Source text:
*****

📡 Redis Audio Streaming¶

Talk2Scene consumes from two Redis Streams for realtime processing: a pre-transcribed STT stream and a raw mic stream. When both are available, STT messages take priority (Whisper is skipped).

🔄 Dual-Stream Architecture¶

flowchart LR
    STT["stream:stt\nPre-transcribed text"] -->|higher priority| XR[XREADGROUP]
    MIC["stream:mic\nRaw PCM audio"] --> XR
    XR --> W{Source?}
    W -->|STT| D[Use text directly]
    W -->|Mic| WH[Rolling Window\n+ Whisper] --> D
    D --> SG[Scene Generation]

Stream	Key	Content	Processing
💬 STT	`stream:stt`	Pre-transcribed text from an external STT service	Bypass Whisper, use text directly
🎙️ Mic	`stream:mic`	Raw PCM audio bytes	Rolling window + Whisper transcription

Both streams are read in a single XREADGROUP call. STT stream is listed first so its messages are yielded before mic messages within the same batch.

*****

Available records:
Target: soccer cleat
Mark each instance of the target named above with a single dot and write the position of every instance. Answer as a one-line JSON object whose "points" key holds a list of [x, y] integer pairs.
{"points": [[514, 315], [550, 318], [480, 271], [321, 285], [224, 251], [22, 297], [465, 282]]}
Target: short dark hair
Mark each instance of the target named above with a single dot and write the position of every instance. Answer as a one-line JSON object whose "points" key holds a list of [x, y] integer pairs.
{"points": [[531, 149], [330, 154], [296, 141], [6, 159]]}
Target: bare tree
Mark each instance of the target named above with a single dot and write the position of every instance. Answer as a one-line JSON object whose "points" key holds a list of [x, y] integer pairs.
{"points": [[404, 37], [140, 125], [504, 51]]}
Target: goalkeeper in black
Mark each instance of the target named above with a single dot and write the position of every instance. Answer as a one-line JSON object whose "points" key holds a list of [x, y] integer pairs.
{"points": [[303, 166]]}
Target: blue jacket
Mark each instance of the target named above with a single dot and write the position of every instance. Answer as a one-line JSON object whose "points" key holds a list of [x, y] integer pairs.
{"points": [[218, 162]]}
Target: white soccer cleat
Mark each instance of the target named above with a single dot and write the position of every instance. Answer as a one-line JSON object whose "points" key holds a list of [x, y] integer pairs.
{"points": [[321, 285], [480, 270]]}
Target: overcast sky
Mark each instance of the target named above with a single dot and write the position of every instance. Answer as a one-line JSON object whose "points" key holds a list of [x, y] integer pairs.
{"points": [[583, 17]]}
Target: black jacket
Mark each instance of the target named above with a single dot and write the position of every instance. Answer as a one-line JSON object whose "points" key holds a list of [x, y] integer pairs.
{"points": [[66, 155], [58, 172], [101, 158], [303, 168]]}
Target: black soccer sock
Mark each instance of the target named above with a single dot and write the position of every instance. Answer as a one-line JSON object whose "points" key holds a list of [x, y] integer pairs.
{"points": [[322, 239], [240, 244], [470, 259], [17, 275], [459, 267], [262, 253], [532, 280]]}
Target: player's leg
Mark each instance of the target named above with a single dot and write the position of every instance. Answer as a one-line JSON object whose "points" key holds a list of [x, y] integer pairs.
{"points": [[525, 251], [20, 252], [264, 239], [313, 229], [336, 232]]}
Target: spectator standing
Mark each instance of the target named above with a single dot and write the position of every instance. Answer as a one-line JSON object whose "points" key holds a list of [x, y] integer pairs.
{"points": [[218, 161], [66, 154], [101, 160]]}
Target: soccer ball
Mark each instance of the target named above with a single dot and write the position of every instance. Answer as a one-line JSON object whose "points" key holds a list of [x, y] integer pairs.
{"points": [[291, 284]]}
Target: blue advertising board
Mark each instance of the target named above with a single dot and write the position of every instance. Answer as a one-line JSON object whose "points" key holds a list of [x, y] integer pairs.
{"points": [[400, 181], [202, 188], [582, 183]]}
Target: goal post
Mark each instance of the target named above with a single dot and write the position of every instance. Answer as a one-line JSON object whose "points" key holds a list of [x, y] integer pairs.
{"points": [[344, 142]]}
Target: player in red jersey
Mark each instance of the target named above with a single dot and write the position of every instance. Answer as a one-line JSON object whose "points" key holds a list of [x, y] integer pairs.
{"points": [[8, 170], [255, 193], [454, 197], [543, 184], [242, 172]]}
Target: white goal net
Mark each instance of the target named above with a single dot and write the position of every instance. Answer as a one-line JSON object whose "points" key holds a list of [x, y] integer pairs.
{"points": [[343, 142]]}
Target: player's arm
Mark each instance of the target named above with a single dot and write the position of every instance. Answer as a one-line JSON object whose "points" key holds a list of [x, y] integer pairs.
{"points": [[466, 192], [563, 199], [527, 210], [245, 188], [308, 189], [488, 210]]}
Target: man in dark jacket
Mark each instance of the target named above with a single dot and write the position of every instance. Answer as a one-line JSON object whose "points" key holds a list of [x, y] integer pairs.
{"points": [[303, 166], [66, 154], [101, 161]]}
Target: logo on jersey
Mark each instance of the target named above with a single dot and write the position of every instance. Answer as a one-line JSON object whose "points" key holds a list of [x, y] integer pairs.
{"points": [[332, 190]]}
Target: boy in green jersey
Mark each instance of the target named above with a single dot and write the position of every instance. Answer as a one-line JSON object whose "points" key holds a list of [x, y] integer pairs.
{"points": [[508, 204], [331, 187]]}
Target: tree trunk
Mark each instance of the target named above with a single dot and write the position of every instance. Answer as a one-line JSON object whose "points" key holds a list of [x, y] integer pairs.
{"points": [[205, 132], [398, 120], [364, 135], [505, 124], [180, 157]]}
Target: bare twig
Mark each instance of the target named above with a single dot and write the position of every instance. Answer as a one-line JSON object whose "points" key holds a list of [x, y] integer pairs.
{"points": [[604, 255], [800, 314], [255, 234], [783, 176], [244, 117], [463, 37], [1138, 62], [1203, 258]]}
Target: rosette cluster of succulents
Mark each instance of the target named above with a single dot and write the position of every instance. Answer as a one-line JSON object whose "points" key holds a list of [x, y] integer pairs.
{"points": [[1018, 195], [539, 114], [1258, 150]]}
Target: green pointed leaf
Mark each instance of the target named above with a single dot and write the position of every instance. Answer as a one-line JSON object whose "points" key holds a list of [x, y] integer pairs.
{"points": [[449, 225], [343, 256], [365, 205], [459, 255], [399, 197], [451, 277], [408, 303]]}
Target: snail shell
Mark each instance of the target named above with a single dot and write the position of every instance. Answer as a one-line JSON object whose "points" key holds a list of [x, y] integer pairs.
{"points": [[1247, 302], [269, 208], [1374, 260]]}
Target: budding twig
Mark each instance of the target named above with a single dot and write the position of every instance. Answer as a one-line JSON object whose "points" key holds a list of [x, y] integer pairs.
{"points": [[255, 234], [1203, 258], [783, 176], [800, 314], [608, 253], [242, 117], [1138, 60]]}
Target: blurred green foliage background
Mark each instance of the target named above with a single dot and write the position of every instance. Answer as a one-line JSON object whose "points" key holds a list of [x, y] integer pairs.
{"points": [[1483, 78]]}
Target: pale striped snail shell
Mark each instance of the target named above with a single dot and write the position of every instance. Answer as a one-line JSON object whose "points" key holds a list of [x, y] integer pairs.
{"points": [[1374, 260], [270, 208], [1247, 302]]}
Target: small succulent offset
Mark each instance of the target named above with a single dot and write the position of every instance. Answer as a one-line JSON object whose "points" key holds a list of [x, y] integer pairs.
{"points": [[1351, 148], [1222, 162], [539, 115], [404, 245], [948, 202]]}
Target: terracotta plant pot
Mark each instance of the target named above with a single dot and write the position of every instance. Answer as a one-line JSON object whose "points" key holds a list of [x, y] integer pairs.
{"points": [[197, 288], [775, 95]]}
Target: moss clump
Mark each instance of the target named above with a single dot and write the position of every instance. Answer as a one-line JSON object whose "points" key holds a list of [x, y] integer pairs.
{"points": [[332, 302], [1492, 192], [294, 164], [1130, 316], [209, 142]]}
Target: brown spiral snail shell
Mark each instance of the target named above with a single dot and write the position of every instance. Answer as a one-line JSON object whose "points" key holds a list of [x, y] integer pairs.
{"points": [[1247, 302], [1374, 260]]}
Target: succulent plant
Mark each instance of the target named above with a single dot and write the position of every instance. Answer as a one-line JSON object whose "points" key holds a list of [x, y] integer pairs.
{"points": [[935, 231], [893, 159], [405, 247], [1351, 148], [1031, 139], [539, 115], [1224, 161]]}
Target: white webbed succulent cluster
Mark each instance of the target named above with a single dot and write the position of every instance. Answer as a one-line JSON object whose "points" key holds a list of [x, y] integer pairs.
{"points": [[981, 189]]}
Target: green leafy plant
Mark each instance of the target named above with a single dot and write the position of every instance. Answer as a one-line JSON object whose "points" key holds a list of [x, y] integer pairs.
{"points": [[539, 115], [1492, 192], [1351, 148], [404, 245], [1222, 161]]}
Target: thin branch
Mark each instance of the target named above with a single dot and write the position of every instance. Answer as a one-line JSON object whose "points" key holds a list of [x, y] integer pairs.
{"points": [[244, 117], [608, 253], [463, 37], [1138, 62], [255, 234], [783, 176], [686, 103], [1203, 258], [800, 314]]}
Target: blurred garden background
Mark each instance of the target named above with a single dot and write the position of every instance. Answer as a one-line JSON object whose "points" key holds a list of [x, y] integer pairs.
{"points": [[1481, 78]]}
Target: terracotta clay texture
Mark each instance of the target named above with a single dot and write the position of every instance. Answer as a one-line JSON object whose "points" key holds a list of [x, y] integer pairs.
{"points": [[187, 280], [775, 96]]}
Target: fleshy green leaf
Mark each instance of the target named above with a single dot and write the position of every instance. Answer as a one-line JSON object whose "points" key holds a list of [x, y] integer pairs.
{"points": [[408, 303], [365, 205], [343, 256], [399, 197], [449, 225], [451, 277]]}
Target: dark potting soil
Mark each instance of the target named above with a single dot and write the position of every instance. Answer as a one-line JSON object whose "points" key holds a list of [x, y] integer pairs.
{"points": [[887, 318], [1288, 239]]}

*****

What you will do:
A - Please reproduce the Redis streaming text word for word, starting with "Talk2Scene consumes from" and going on through "(Whisper is skipped).".
B - How many lines of the entries contain the string "shell"? Give only the number.

The results:
A -
Talk2Scene consumes from two Redis Streams for realtime processing: a pre-transcribed STT stream and a raw mic stream. When both are available, STT messages take priority (Whisper is skipped).

B - 3